↓↓↓

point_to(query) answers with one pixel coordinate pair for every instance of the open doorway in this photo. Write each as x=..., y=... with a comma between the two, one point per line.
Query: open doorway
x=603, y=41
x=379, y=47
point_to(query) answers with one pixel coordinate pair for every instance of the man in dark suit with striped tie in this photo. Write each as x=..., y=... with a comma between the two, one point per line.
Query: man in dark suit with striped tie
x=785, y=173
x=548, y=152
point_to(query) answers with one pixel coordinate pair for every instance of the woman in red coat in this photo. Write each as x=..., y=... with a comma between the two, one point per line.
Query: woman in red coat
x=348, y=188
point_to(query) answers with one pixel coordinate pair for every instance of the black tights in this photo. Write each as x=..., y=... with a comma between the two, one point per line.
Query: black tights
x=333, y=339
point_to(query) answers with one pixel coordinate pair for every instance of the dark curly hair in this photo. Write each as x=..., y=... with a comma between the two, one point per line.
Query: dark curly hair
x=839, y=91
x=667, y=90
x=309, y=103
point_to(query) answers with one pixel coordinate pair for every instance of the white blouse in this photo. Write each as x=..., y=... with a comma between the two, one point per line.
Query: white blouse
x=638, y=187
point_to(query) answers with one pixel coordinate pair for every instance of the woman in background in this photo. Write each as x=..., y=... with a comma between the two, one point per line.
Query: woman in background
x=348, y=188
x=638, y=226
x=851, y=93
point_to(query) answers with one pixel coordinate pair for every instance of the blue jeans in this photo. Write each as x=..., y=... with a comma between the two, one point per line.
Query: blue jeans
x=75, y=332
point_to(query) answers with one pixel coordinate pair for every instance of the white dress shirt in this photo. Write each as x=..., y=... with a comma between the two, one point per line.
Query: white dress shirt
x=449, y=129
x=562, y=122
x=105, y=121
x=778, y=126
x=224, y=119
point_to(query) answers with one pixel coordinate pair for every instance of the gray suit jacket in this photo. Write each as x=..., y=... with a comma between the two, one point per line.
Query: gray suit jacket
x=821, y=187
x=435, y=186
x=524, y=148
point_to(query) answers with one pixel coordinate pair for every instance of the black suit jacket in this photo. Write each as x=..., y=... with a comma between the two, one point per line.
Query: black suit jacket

↑↑↑

» **Task goal**
Repeat the material exactly. Every line should match.

» **Exercise response**
point_to(query) answers with one pixel coordinate pair for every instance of the open doorway in this photo. Write each as x=..., y=... with a comma between the two, one point per line.
Query: open doorway
x=603, y=41
x=379, y=47
point_to(query) answers with one pixel coordinate pair for every instance of the man in dark suit with striped tie in this photo. Write each as x=..., y=... with a comma between the two, one point per line.
Query: man in dark suit with striped tie
x=785, y=173
x=548, y=152
point_to(query) answers with one pixel coordinate pair for every instance of the woman in red coat in this photo. Write each as x=..., y=... with a comma between the two, one point per line.
Query: woman in red coat
x=348, y=188
point_to(query) answers with one pixel coordinate pair for every instance of the black tights in this photo. Write each as x=..., y=... with a comma between the two, one point per line.
Query: black tights
x=333, y=339
point_to(query) answers with one pixel coordinate pair for every instance of the dark curly hair in this photo. Write each as x=..., y=... with a comma between the two, one point per line.
Query: dark curly hair
x=839, y=91
x=667, y=90
x=309, y=103
point_to(query) answers with one pixel coordinate pair for every instance of the white blouse in this photo. Write each as x=..., y=... with a comma between the two, one point per line.
Query: white blouse
x=638, y=187
point_to(query) answers with one pixel coordinate pair for every instance of the woman in background in this photo. Write each as x=..., y=... with a comma between the two, one point per line.
Query: woman in background
x=348, y=188
x=638, y=226
x=851, y=93
point_to(query) answers with one pixel coordinate pair for every instance of the blue jeans in this photo. Write each as x=..., y=... with a comma between the two, one point per line.
Query: blue jeans
x=75, y=332
point_to(query) answers with one pixel coordinate pair for every instance of the white dress shirt in this photo. Write each as x=..., y=... with a comma between the two, one point per line.
Query: white dress shirt
x=449, y=129
x=562, y=122
x=105, y=121
x=778, y=126
x=224, y=119
point_to(query) answers with one pixel coordinate pair for every instance of the gray suit jacket in this photo. Write each as x=..., y=... with a comma between the two, one point per line.
Query: gray suit jacket
x=821, y=187
x=435, y=186
x=524, y=148
point_to(query) answers with one pixel coordinate pair for every instance of the black suit jacket in this photo. Write each as x=..., y=... with a comma between the two, one point per line.
Query: black suit jacket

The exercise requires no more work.